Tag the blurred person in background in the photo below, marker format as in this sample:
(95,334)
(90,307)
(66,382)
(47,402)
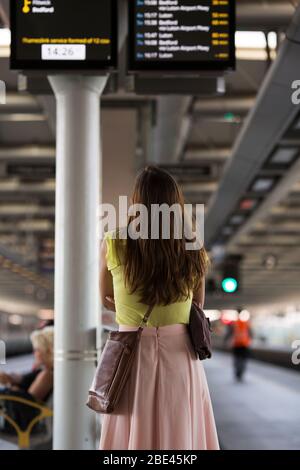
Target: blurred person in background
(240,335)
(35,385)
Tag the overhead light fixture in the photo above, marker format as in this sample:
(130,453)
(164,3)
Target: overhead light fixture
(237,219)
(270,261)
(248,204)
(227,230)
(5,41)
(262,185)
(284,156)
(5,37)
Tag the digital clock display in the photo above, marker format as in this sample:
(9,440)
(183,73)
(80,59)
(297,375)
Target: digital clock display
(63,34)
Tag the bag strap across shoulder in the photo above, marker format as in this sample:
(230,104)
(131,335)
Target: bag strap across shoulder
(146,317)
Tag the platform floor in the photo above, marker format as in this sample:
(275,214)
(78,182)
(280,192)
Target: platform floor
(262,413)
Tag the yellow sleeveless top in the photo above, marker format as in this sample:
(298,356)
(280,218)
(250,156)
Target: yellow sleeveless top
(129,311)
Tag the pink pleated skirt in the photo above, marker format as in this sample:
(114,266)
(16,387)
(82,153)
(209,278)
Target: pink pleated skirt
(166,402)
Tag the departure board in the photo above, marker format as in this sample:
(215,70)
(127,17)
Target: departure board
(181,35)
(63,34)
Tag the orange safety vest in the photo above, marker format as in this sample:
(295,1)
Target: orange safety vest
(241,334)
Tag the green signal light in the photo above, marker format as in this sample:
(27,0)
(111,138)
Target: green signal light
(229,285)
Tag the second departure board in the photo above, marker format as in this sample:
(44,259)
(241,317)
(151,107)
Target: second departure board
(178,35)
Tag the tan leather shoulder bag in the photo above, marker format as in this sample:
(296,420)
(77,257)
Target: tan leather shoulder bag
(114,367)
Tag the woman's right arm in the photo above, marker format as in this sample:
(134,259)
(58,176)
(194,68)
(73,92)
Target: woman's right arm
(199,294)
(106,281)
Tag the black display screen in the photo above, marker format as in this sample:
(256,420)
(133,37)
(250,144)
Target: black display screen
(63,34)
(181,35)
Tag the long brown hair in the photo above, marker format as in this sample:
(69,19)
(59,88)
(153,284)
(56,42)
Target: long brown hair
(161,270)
---------------
▸ Assignment: The answer must be an exact copy of the entries, with the pictures omitted.

▸ Written answer:
Tag the blurred person in background in the photo below, marker format as in this sample:
(95,334)
(90,307)
(66,382)
(47,402)
Target: blurred person in background
(240,335)
(35,385)
Tag the overhead light fixture in the photo above, marker format as in this sample:
(130,453)
(164,3)
Target: overhead light fixture
(237,219)
(270,261)
(248,204)
(227,230)
(5,41)
(262,185)
(284,156)
(5,37)
Tag the digital clock display in the photo above, marker format as in this sample:
(9,440)
(183,73)
(80,59)
(297,375)
Target: digital clock display
(63,34)
Tag the bag strap across shoulder in the photo above, marker format as in this sample:
(230,104)
(131,335)
Target: bag strap across shoulder
(146,317)
Tag the platform floor in the photo above, marker format as in this sample:
(275,214)
(78,182)
(280,192)
Target: platform floor
(262,413)
Tag the yellow sleeveless top in the photo above, marker format as in this sample:
(298,356)
(280,218)
(250,156)
Target: yellow sleeveless top
(129,311)
Tag the pink pleated skirt in the photo above, marker format as in this sample:
(114,266)
(16,387)
(82,153)
(209,278)
Target: pink pleated skirt
(166,402)
Tag the departure board in the photo above, marker format as in this sample:
(215,70)
(127,17)
Target: departure board
(181,35)
(63,34)
Tag the orange safety vest in the photo above, marker format as in this sample:
(295,1)
Target: orange safety vest
(241,334)
Tag the green signal light in the photo above, marker format as in this sample:
(27,0)
(111,138)
Target: green signal light
(229,285)
Tag the second departure board in the photo above, marker format as in this sample:
(44,259)
(241,317)
(151,107)
Target: second departure board
(178,35)
Tag the tan leather shoulder bag in the photo above, marker format as in this sample:
(296,420)
(77,257)
Target: tan leather shoulder bag
(114,367)
Tag the woman's right arm in the photo above, marker format as in this sample:
(134,259)
(58,176)
(194,68)
(73,92)
Target: woman's right arm
(199,294)
(106,281)
Tag the black display screen in the photo above, marker format as in this sample:
(256,420)
(133,37)
(250,144)
Target: black display screen
(63,34)
(181,35)
Tag the long brown hair in the photo above, marker format as in this sample:
(69,19)
(59,88)
(153,284)
(56,42)
Target: long brown hair
(161,270)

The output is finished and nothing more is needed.